[What to produce]
Do the three statements below agree with the text on politics and hard decisions? For each, answer yes or no and quote the deciding words of the text exactly.
1. Fellow students are said to have presented David Cameron with a puppy.
2. The text credits Otto von Bismarck with saying that politics is the art of the possible.
3. In 2002, broadband was seen as an essential part of national infrastructure.

[Selected text]

::::::::::

In such hypothetical scenarios, nobody is going to present you with a puppy, a sack and a brick but they might want to see how you tick and whether you're capable to making hard decisions. By some accounts, fellow students presented ex-UK PM David Cameron with a pig's head, and he was able to do the hard thing. As one of the commenters on Metafilter put it "They don't want psychopaths, but they also don't want moralistic Pollyannas who don't understand that compromises have to be made everywhere." As Otto von Bismarck said, politics is the art of the possible. In honest democratic government a key issue is trying to get enough money, in taxes, from citizens to run the ship of state in ways that increase happiness or utility or efficiency for those same citizens. An obvious way for the state to spend your tax-dollars in utilitarian ways is in building infrastructure: roads, bridges, libraries, hospitals which are such humongous projects that no person and few companies or consortia could imagine carrying them out. It is hard to see how bridges and highways increase happiness but they certainly increase trade, transport, travel and these are usually viewed as being A Good Thing - even as they despoil the planet, but that's another story. I've had a run at the utilitarian calculus of health care with Morquio & Vimizim - Pembrolizumab - Orkambi - Gardasil. And Caitlin Moran has made the case for libraries as repositories of the common good.
The trouble with modern politics and modern politicians is that the whole caboodle is riven with self-interest. The trouble with democracies is that there are regular elections and the pols need to keep their constituents sweet for the next poll and therefore long-term strategic planning is really hard to get over the line. Simon Coveney, the Minister of Housing was on the wireless the other day ruefully admitting that, of the 22 rural [rural = unDublin in Ireland] communities targetted for growth in a 2002 planning report, not one got into the "top 20 for growth" communities over the intervening 15 years. I think Coveney must mean the National Spatial Strategy for Ireland 2002-2020, which you can read in full [all 160 pages] in all its quaint earnestness.
Now here, for example, is a peculiar thing. In 2002, there was no such thing as broadband; let alone was it conceived as being an essential part of national infra-structure, happiness, utility and efficiency as it is now. That should give all planners pause. There's no point in building roads if we're going to be zipping about in hover-cars. To paraphrase JBS Haldane [prev] The
Mais revenons nous a nos puppies. Politics really should be about the Art of the Hard. We want our elected reps to make the difficult decisions for us, so long as it's someone else's Mum who is not getting a hip-replacement.

::::::::::

[Exercise data]
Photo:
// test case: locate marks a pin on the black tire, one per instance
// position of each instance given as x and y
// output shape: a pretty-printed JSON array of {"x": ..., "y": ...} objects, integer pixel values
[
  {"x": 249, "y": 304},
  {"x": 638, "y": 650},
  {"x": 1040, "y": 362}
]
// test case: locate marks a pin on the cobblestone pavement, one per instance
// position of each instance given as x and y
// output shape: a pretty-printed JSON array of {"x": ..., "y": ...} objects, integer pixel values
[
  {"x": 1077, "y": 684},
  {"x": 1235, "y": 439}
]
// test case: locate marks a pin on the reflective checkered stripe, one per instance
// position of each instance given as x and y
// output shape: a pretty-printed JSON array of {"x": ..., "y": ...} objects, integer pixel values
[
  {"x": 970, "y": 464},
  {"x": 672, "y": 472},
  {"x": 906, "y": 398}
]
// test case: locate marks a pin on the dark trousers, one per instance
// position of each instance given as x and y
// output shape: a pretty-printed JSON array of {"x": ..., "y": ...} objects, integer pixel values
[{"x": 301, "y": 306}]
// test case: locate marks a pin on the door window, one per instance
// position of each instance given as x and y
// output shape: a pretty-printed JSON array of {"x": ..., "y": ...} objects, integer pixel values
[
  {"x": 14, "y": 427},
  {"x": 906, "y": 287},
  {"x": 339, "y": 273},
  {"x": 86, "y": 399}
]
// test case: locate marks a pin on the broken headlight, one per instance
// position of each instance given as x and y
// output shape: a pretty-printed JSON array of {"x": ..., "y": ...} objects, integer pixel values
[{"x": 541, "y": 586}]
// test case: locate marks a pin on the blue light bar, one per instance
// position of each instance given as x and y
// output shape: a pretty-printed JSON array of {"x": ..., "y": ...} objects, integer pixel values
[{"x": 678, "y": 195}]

::::::::::

[Written response]
1. No: "fellow students presented ex-UK PM David Cameron with a pig's head"
2. Yes: "As Otto von Bismarck said, politics is the art of the possible."
3. No: "In 2002, there was no such thing as broadband"